◆ THE TASKS
a - Duplicate the passage on the North Carolina Superior Court starting with "The Superior Court is the" and going on through "and is North Carolina's oldest court.".
b - Answer these questions from the passage on the North Carolina Superior Court:
(i) Who were the first three judges elected to the court?
(ii) How long were judges' terms under the 1868 constitution?
(iii) In what year did the judges begin wearing robes in court?

----- SELECTED PASSAGE -----

= North Carolina Superior Court =

The Superior Court is the U.S. state of North Carolina's general jurisdiction trial court. It was established in 1777 and is North Carolina's oldest court.

==History==
The Superior Court is North Carolina's oldest court. It was established by a law passed on November 15, 1777, which created a "Superior Court" system with six districts, with its main duty to serve as a trial court. Under the terms of the state constitution, the court's judges were elected by the North Carolina General Assembly and served as long as they maintained good behavior. The first three judges elected were Samuel Ashe of New Hanover County, Samuel Spencer of Anson County, and future U.S. Supreme Court Justice James Iredell of Chowan County. Districts were added as the state grew. From 1799 until 1819, some Superior Court judges would sit together and serve as the state's appellate court. In 1806, areas of the state were grouped into six circuits, and Superior Court judges were required to hold sessions in every county twice a year. Circuit assignments were decided by the judges themselves, who would meet every year to schedule their sessions, under the general agreement that no judge should hold court in a given circuit consecutively. In 1857, a system of regular rotation was established.

The Superior Court operated with some irregularity during the American Civil War, especially in coastal eastern counties vulnerable to federal incursion. In the war's aftermath, North Carolina operated under a provisional government which appointed judges of courts of oyer and terminer. The state's 1865 constitutional convention granted them the authority of Superior Court judges pending the restoration of that institution. In 1868, North Carolina adopted a new constitution. The document elevated the Superior Court to a constitutional institution, and provided for all judges in the state to be popularly elected to serve eight-year terms. The number of such judges was increased to compensate for the elimination of some lower courts and the transfer of their responsibilities. The role of clerk of Superior Court was also made a county-elective office, and they were given jurisdiction over probate cases. After 1868, judges held court only in their districts, but in 1878, the previous system of statewide rotating circuits was reinstated. Superior Court judges adopted the practice of wearing robes in court at the beginning of 1958. In 1996, the North Carolina Business Court was established as a venue for Superior Court judges to try cases involving complex questions of corporate and commercial law.

----- DATA LINES -----

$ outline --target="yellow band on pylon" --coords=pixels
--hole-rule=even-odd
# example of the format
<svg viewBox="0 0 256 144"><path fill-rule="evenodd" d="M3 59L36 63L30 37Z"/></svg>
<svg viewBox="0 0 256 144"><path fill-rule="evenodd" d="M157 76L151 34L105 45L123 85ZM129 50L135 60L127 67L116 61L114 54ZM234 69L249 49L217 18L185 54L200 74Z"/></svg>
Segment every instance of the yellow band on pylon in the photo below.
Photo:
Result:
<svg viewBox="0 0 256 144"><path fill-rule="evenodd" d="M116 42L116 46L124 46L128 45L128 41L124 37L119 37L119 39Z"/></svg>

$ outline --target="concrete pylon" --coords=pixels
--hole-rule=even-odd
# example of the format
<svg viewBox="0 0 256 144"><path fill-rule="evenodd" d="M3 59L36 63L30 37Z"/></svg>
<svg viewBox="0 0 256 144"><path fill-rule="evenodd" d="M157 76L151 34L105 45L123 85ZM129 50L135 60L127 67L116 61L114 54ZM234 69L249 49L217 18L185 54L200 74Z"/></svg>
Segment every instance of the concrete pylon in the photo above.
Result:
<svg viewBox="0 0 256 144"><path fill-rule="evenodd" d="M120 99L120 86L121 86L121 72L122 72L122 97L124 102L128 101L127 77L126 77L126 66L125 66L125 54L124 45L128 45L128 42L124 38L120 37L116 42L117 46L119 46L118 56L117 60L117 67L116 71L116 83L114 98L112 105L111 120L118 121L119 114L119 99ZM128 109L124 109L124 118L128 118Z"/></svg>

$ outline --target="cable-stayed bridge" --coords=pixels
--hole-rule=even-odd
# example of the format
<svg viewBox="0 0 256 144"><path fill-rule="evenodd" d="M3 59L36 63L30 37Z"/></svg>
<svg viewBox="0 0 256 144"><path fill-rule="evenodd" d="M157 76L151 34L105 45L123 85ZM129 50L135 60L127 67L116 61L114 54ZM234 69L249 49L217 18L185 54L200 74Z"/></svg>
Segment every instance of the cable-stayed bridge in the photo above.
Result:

-----

◆ ANSWERS PROVIDED
a -
The Superior Court is the U.S. state of North Carolina's general jurisdiction trial court. It was established in 1777 and is North Carolina's oldest court.

b -
(i) Samuel Ashe, Samuel Spencer, and James Iredell
(ii) Eight years
(iii) 1958